(Entries from a dataset)

────────────────────────────────────────

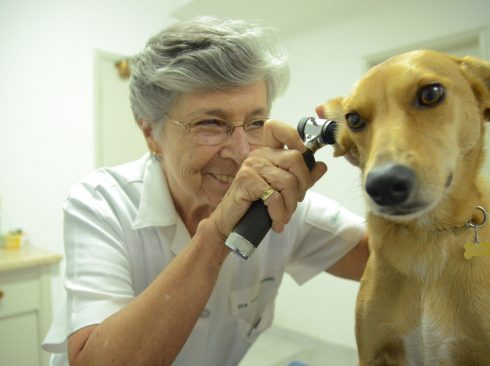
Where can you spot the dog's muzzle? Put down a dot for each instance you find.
(390, 185)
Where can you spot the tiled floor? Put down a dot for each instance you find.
(283, 347)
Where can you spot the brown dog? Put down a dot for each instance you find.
(415, 127)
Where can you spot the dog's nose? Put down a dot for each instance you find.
(390, 184)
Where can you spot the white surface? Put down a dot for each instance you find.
(281, 347)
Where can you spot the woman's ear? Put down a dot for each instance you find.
(147, 129)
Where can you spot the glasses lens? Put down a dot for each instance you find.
(214, 131)
(210, 131)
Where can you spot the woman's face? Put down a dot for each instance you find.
(200, 175)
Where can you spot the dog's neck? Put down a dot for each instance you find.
(442, 233)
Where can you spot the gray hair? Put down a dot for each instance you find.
(204, 53)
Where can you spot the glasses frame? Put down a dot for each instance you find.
(189, 127)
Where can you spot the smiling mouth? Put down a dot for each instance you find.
(223, 178)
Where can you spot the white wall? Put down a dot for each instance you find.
(47, 111)
(47, 102)
(325, 63)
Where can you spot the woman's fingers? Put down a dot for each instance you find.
(272, 165)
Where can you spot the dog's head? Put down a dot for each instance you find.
(409, 125)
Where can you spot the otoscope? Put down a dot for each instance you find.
(254, 225)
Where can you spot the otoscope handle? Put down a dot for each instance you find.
(253, 227)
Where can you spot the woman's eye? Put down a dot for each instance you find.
(255, 124)
(211, 123)
(431, 95)
(355, 121)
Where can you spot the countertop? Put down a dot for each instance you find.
(24, 257)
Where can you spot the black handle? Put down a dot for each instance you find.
(253, 227)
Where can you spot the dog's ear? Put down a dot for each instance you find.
(344, 146)
(477, 72)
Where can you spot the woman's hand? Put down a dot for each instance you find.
(271, 165)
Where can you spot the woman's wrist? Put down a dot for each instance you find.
(209, 235)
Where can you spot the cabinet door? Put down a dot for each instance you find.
(19, 341)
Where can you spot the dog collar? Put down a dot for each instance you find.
(477, 248)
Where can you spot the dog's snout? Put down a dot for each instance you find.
(390, 184)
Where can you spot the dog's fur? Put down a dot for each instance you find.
(420, 301)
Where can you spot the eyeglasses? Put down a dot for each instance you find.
(214, 131)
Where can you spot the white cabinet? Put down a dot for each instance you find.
(25, 305)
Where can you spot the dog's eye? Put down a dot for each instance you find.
(431, 95)
(355, 122)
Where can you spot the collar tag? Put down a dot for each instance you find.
(476, 250)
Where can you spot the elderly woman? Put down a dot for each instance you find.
(149, 280)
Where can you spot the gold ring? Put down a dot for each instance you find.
(267, 193)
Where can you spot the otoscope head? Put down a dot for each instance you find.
(317, 132)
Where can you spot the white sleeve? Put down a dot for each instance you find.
(325, 232)
(98, 273)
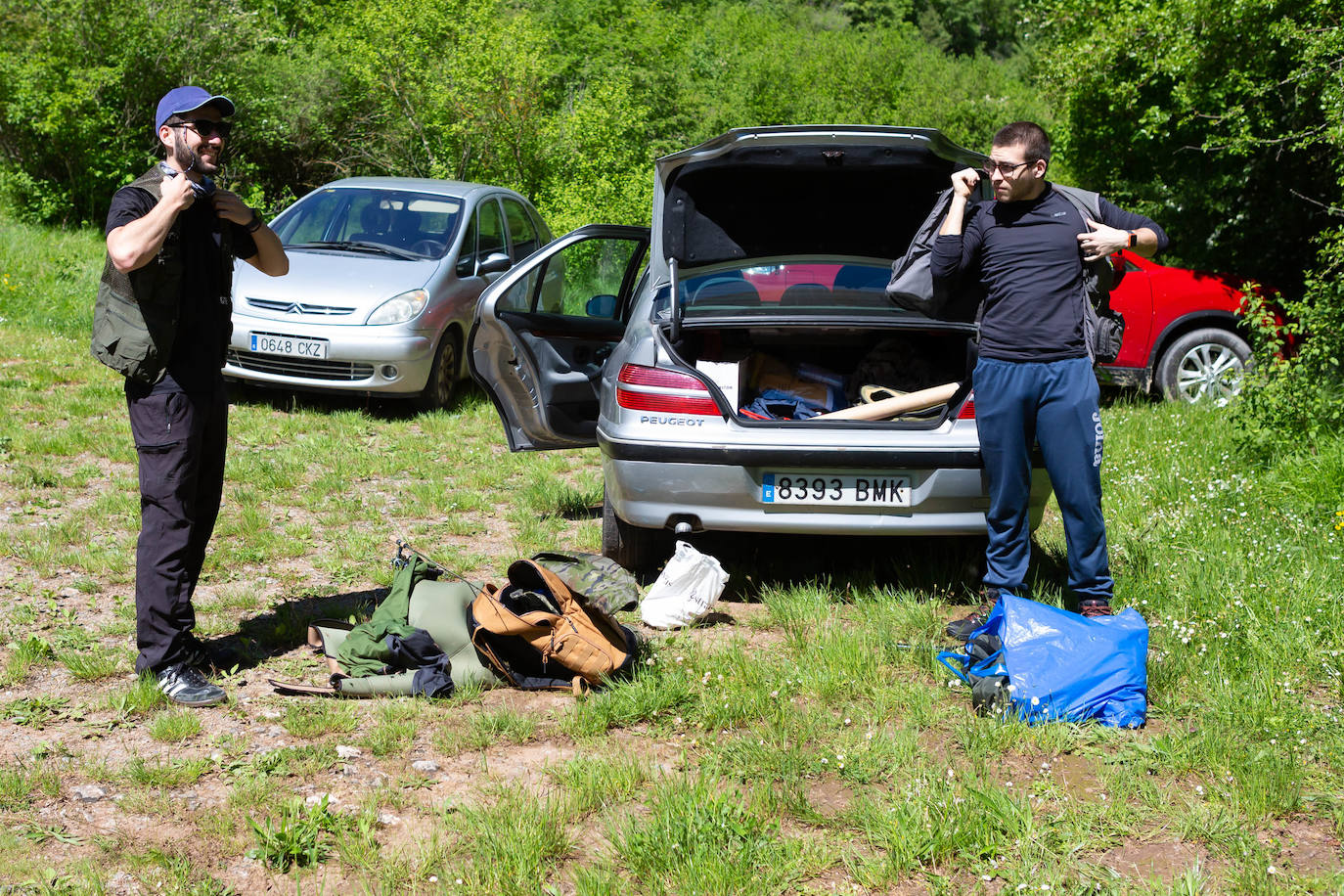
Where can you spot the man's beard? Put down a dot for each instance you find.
(189, 160)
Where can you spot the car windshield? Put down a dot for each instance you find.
(397, 223)
(812, 287)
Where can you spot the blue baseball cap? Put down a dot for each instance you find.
(180, 100)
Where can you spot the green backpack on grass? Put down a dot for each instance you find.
(363, 665)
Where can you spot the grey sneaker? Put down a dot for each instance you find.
(1095, 608)
(962, 629)
(186, 686)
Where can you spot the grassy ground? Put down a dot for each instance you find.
(807, 741)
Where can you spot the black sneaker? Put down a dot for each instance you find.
(186, 686)
(208, 655)
(962, 629)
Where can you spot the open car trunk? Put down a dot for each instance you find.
(776, 375)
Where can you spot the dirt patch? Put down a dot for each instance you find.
(1153, 860)
(1307, 846)
(829, 797)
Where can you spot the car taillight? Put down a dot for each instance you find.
(967, 409)
(653, 388)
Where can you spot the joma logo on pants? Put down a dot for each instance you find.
(1097, 428)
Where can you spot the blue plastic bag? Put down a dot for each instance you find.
(1067, 668)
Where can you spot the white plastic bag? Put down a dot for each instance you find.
(685, 591)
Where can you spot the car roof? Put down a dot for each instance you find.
(460, 188)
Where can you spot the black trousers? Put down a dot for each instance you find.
(180, 442)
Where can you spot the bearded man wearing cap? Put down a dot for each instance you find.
(162, 320)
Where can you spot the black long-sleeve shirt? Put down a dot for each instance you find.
(1027, 258)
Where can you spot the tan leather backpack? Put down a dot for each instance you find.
(541, 636)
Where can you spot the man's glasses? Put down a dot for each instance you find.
(1002, 166)
(204, 126)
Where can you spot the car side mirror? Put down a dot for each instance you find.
(601, 306)
(493, 263)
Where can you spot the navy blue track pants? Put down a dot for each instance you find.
(180, 442)
(1052, 403)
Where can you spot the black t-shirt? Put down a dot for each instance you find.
(1026, 255)
(203, 319)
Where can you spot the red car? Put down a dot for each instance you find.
(1181, 332)
(1181, 326)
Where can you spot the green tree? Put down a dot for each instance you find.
(1226, 122)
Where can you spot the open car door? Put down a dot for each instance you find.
(543, 331)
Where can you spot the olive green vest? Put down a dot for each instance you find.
(135, 319)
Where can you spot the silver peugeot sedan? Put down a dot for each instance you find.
(383, 278)
(700, 353)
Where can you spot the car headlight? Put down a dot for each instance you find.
(399, 309)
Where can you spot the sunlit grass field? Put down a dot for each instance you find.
(809, 743)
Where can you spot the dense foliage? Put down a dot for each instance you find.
(1225, 119)
(1222, 119)
(566, 101)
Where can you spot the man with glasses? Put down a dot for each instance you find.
(1034, 381)
(162, 321)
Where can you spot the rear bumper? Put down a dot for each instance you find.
(728, 499)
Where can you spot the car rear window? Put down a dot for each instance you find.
(785, 288)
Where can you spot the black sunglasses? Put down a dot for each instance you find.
(204, 126)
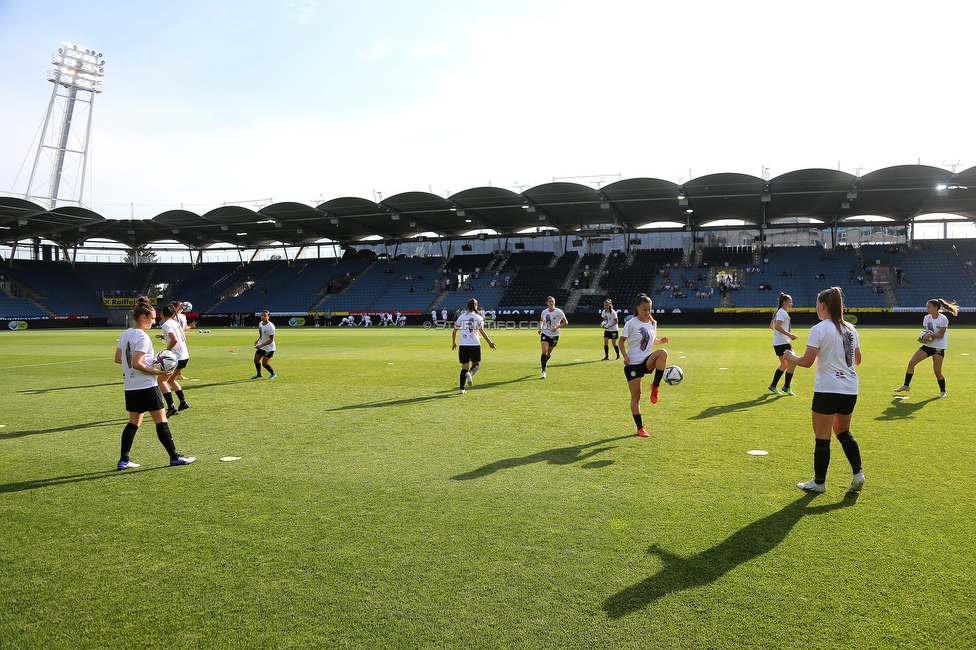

────────────────────────────────────────

DIRECTIONS
Repeat every line in the rows above word for word, leaving the pictures out of your answer.

CORRECT RESULT
Where can you spot the dog's muzzle? Put down a dot for each instance you find.
(390, 185)
Where can you spot the tiled floor? Put down a dot for each instance you find.
(283, 347)
Where can you spot the brown dog? Put down a dot for each instance you find.
(415, 127)
Where can you spot the dog's nose? Put down a dot for each instance you find.
(390, 184)
Where can you spot the white surface? Put down a dot for each instance you find.
(281, 347)
Where can you spot the woman's ear? Put down a dot for each instance you find.
(147, 129)
Where can you spot the glasses lens? Put down a dot for each instance you find.
(214, 131)
(210, 131)
Where can you spot the woman's face? Put down a dot for each instance you find.
(200, 175)
Where can you spot the dog's neck? Put down a dot for each instance you find.
(442, 233)
Where can you spot the gray hair? Put down a dot for each instance you find.
(204, 53)
Where can you spot the glasses frame? Put down a dot for each instance you find.
(189, 127)
Where can you spot the smiling mouth? Put down a dot for each instance you find.
(223, 178)
Where can you spot the white wall? Put down a dot for each instance you find.
(47, 111)
(47, 102)
(325, 63)
Where can you spot the woman's fingers? Put down a dot for each instance you find.
(272, 165)
Where can you spot the dog's head? Put down a dot for each instance you find.
(409, 125)
Where can you spot the otoscope? Put down a dot for each instance you find.
(254, 225)
Where can you spot the otoscope handle? Put down a dot for each instance you find.
(253, 227)
Where can you spot the woman's eye? Put down a dot for each instance you find.
(255, 124)
(211, 123)
(431, 95)
(355, 121)
Where can you spot the countertop? Put down a dot for each instance you find.
(24, 257)
Where can you spot the black handle? Put down a dot for each instance you find.
(253, 227)
Where can you spot the dog's ear? Put down a dot for each instance you find.
(344, 146)
(477, 72)
Where can you spot the woman's hand? Put down a dot for each instance you find.
(271, 165)
Where can you spot the woman's wrist? Put down a dot for each instance you find.
(209, 235)
Where can you spot the cabinet door? Put down a dot for each instance you find.
(19, 341)
Where can you spot the dog collar? Put down a dot for each instance you find.
(477, 248)
Where can you spot the dog's snout? Put down a dot for each instance you find.
(390, 184)
Where can you spot the dog's fur? Put down a dot for each instance you find.
(420, 301)
Where can you spot the eyeglasses? Put down a dot for each instance you find.
(214, 131)
Where can you spot the white cabinet? Put down a dot for each instance you find.
(25, 305)
Where can you spot the dog's eye? Put down a dot for each instance you find.
(431, 95)
(355, 122)
Where can you spot the collar tag? Put down a dot for each instance you find.
(476, 250)
Where can you spot the elderly woman? Put down a dot for each instance you find.
(149, 280)
Where can you spot the gold ring? Put down a dot for each instance you find.
(267, 193)
Where can you spot the otoscope head? Put down a dot for each instance you find.
(317, 132)
Where can you spot the white sleeve? Put down a dot for each instance you find.
(325, 232)
(98, 273)
Where can you spot the man's beard? Put down a dot for each instance you find.
(189, 160)
Where can you spot the car windshield? Put down a dot for each instance you find.
(397, 223)
(812, 287)
Where can you spot the blue baseball cap? Put down a dot for each instance you find.
(180, 100)
Where can you spot the green backpack on grass? Put down a dot for each instance you find.
(363, 665)
Where can you spot the grey sneaker? Put down a dot for each instance you find.
(1095, 608)
(962, 629)
(186, 686)
Where can you spot the grassy ground? Put down a dot for each instance you find.
(807, 741)
Where can you spot the black sneaker? Put down a dot for each instance you find.
(186, 686)
(208, 655)
(962, 629)
Where can you spot the open car trunk? Put down a dot for each instance you find.
(776, 375)
Where can you spot the dirt patch? Put down a dot for each instance you find.
(1153, 860)
(1307, 846)
(829, 797)
Where can you spot the car taillight? Put down a dot for each instance you find.
(967, 409)
(653, 388)
Where can you spot the joma logo on pants? Put down a dot for each instance you find.
(1097, 428)
Where can you spot the blue plastic bag? Put down a dot for each instance you find.
(1067, 668)
Where can you spot the white plastic bag? Put down a dot for each instance you find.
(685, 591)
Where can you spot the car roof? Put down a dot for each instance you find.
(460, 188)
Where can you spot the black trousers? Put down a dot for each instance you find.
(180, 442)
Where can you spot the bearded man wearing cap? Put down a dot for each instance you find.
(162, 320)
Where can you spot the black long-sleeve shirt? Put down a dot for each instance you find.
(1027, 258)
Where can you spot the tan leather backpack? Put down a dot for each instance you find.
(541, 636)
Where can you spot the man's glasses? Put down a dot for each instance you find.
(1002, 166)
(204, 126)
Where can you spot the car side mirror? Put down a dot for each instance you find.
(601, 306)
(493, 263)
Where can you spot the navy blue track pants? Put down a dot for each instance you find.
(180, 442)
(1052, 403)
Where can you spot the black t-shirt? Put down a dot for each instance you find.
(1026, 255)
(203, 319)
Where can you spot the red car? Put down a dot for each instance you find.
(1181, 332)
(1181, 326)
Where can you spot the green tree? Put down a dot for each instance you find.
(1226, 122)
Where can you spot the open car door? Put down a dot for each instance you find.
(543, 331)
Where can you spot the olive green vest? Put down a dot for each instance you find.
(135, 319)
Where can you spot the silver peugeot sedan? Put down a dot for each instance you find.
(383, 278)
(700, 353)
Where can you spot the car headlight? Put down a dot for each instance you find.
(399, 309)
Where can you spot the sunlit grass field? Put down a dot for each instance you find.
(809, 743)
Where can you spot the dense foliage? Put down a dot for each instance you find.
(1225, 119)
(1222, 119)
(566, 101)
Where can you spot the man with glasses? Put down a dot for each instance you find.
(1034, 381)
(162, 321)
Where can you spot the rear bumper? Put down a dot for each instance you find.
(728, 499)
Where can you spot the car rear window? Put down a dot for each instance you find.
(785, 288)
Where can you spot the black sunglasses? Put down a dot for each instance you find.
(204, 126)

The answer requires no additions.